__Письменное задание__:
Перепишите дословно часть статьи о государственном стандарте в образовании, начиная со слов «Каким же образом» и дальше до слов «возможность избирать варианты.».

__Фрагмент текста__:

════════════════════

События и встречи
ТРИБУНА
Сергей ВОЛКОВ
На государственный стандарт –
равняйсь!
Смир-р-но!
Дискуссии, развернувшиеся в последнее время вокруг ЕГЭ, как-то оттеснили на задний план проблему, важность которой ничуть не меньше, чем форма экзамена, — проблему государственного стандарта в образовании. Между тем подходит время его принятия (скорее всего, это произойдёт осенью этого года), а значит, и законодательного закрепления целей и задач образования, обязательного минимума содержания программ и требований к выпускнику. Если перевести с канцелярского языка, стандарт отвечает на вопросы: зачем и чему именно мы должны учить, на каком материале это делать и что проверять при выпуске. Без ответа на эти вопросы, естественно, школа существовать не может.
Каким же образом отвечает на эти вопросы школа сейчас, при отсутствии стандарта? Во-первых, учителю предоставлено право выбора той или иной программы — а в объяснительной записке к каждой программе её авторы прежде всего растолковывают цели и задачи, принципы строения курса. Значит, выбирая программу, учитель таким образом голосует за ту или иную систему приоритетов и за вполне определённый путь для их достижения. Однако есть и “во-вторых” — это экзамен. По какой бы программе ни шёл учитель, он должен подготовить своих учеников к единому для всех государственному испытанию, содержание и формы которого определяются Министерством образования. Эта центробежно-центростремительная система как-то сама собой уже сложилась в школе: не размывая единство государственного образования, давать возможность избирать варианты.
Зачем же стандарт? Может быть, это просто бумага с официальным названием и печатями, которая как-то особо торжественно закрепляет уже и без того существующее (что-то типа Декларации о независимости России) и которая вроде бы и должна быть, но, с другой стороны, по-настоящему никому и не нужна? Документ, зачем-то необходимый чиновникам и управленцам, но не имеющий отношения к происходящему в школе?
Мне кажется, что именно такое мнение большинства объясняет невысокий интерес даже педагогической общественности к принятию стандарта. И именно оно позволяет его разработчикам действовать практически без оглядки на мнение всех участвующих в образовательном процессе сторон. На нет, как говорится, и суда нет — народ-то безмолвствует. А между тем стоило бы вчитаться в тот документ, который, хотя и задумывался как временный и переходный, будет, как теперь оказывается, определять жизнь школы в ближайшее десятилетие (а может быть, и не одно). Именно на него будут равняться программы и учебники, допущенные в школу, на его основе будет разрабатываться материал для экзаменов — и содержательно, и методически. Так что стандарт всё равно явится к каждому из нас на урок — и, будьте уверены, “явится весомо, грубо, зримо”. Имеет смысл хоть немного подготовиться к радостной встрече.

════════════════════

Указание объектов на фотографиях
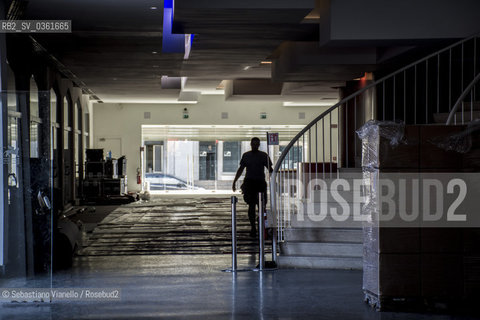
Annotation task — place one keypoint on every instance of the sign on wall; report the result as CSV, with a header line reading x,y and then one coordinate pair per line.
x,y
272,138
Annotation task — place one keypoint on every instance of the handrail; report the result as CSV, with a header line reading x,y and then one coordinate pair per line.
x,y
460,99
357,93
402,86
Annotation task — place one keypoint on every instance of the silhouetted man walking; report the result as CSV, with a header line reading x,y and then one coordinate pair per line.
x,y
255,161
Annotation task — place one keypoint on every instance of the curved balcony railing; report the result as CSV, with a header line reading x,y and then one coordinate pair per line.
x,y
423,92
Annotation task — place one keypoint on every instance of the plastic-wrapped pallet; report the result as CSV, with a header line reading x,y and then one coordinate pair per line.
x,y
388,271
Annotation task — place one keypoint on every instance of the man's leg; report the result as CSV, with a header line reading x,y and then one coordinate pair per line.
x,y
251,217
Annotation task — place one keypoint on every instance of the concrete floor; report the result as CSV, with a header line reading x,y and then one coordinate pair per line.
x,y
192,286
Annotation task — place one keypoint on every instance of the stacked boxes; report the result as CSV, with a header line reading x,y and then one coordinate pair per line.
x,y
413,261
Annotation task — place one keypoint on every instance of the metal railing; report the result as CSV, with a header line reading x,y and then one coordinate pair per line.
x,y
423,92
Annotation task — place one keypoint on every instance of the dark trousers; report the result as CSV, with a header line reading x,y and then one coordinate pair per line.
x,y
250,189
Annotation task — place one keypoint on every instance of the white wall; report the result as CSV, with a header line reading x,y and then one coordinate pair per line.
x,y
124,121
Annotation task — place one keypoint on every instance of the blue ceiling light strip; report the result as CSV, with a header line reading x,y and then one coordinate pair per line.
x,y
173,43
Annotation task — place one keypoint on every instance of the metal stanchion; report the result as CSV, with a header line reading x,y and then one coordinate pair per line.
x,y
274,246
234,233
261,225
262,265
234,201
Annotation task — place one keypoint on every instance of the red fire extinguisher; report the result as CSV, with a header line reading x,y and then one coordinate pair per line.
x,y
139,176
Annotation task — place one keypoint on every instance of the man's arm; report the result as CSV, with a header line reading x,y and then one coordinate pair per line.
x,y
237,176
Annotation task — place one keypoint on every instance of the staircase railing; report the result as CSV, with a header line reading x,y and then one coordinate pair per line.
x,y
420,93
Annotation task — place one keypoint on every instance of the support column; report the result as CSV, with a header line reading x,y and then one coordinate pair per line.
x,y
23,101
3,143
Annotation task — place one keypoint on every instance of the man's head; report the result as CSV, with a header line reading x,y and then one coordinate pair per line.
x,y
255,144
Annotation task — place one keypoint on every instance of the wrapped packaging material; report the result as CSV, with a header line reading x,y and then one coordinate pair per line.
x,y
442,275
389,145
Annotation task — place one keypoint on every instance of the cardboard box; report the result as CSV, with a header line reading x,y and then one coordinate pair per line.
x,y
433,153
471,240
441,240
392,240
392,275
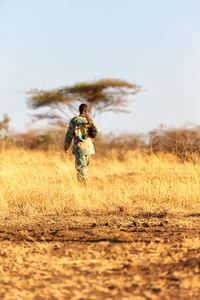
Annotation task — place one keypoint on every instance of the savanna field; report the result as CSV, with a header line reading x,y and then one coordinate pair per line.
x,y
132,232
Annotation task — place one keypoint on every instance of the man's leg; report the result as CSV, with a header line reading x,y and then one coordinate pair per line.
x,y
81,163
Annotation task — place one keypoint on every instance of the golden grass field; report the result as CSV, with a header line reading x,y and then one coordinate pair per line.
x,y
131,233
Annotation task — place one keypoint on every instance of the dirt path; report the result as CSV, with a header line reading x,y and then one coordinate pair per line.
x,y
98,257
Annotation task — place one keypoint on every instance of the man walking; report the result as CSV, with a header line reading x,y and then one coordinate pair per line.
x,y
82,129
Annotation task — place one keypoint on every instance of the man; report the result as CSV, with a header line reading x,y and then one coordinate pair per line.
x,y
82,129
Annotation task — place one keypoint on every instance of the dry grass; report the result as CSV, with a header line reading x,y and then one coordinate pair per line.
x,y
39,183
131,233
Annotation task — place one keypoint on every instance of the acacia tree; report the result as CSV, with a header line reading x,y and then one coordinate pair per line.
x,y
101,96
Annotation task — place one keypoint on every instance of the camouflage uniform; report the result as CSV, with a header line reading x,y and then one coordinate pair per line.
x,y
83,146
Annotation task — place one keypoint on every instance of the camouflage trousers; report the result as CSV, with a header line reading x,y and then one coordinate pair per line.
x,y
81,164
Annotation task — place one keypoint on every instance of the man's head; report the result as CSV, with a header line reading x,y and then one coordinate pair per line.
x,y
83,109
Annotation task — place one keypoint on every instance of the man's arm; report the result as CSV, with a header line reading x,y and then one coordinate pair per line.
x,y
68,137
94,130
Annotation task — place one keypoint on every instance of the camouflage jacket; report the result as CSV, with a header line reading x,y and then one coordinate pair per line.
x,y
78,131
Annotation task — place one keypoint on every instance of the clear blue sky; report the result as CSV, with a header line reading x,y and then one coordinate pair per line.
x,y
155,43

════════════════════

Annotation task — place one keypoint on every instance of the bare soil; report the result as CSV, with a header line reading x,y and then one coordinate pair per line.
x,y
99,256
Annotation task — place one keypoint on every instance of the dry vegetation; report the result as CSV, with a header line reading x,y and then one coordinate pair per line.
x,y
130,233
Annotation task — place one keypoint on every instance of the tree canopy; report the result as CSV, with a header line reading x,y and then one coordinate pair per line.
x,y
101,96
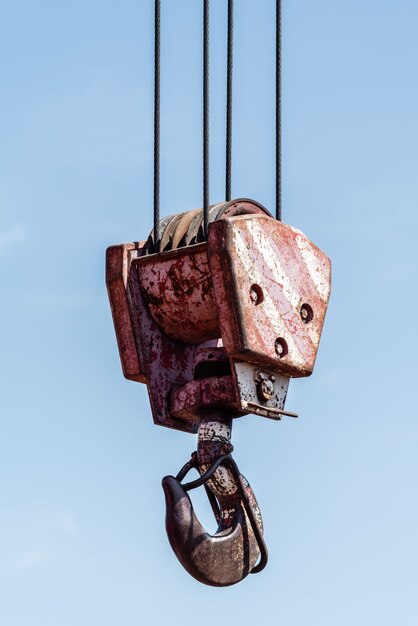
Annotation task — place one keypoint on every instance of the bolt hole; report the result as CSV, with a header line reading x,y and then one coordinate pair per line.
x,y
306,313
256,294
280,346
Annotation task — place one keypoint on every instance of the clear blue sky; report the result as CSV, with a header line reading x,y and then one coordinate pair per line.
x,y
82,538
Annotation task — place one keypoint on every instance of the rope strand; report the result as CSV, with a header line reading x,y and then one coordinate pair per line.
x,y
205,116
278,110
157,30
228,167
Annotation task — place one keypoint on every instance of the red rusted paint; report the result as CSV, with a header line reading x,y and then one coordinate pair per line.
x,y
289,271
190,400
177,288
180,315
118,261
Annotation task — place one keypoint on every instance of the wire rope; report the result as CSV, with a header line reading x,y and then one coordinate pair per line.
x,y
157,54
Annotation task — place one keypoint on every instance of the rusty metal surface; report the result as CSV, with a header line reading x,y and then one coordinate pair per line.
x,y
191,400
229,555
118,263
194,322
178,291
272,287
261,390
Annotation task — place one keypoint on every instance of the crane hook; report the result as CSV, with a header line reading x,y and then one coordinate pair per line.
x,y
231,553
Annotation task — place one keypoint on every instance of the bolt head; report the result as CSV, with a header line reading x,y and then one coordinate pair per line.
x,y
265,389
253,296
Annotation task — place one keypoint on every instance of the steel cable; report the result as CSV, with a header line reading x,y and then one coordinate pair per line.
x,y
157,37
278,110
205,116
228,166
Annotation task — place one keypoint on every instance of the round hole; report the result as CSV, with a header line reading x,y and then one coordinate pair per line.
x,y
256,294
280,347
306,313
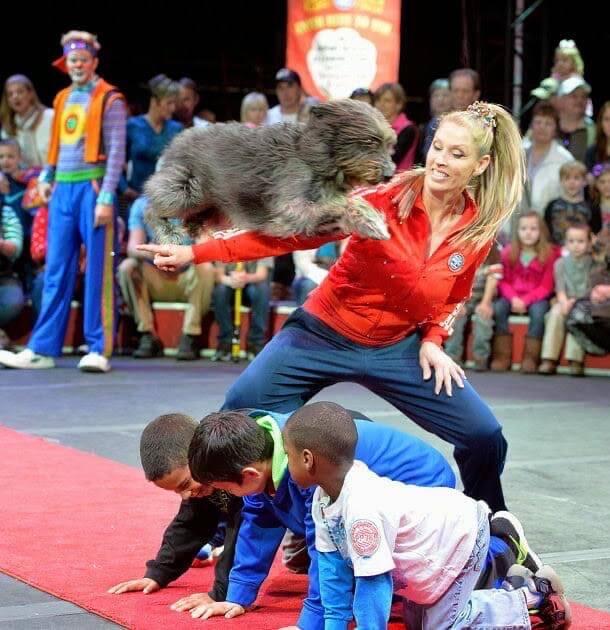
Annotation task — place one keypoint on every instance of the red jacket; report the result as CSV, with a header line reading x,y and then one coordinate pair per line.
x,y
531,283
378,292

════════════════════

__Письменный ответ__:
Каким же образом отвечает на эти вопросы школа сейчас, при отсутствии стандарта? Во-первых, учителю предоставлено право выбора той или иной программы — а в объяснительной записке к каждой программе её авторы прежде всего растолковывают цели и задачи, принципы строения курса. Значит, выбирая программу, учитель таким образом голосует за ту или иную систему приоритетов и за вполне определённый путь для их достижения. Однако есть и “во-вторых” — это экзамен. По какой бы программе ни шёл учитель, он должен подготовить своих учеников к единому для всех государственному испытанию, содержание и формы которого определяются Министерством образования. Эта центробежно-центростремительная система как-то сама собой уже сложилась в школе: не размывая единство государственного образования, давать возможность избирать варианты.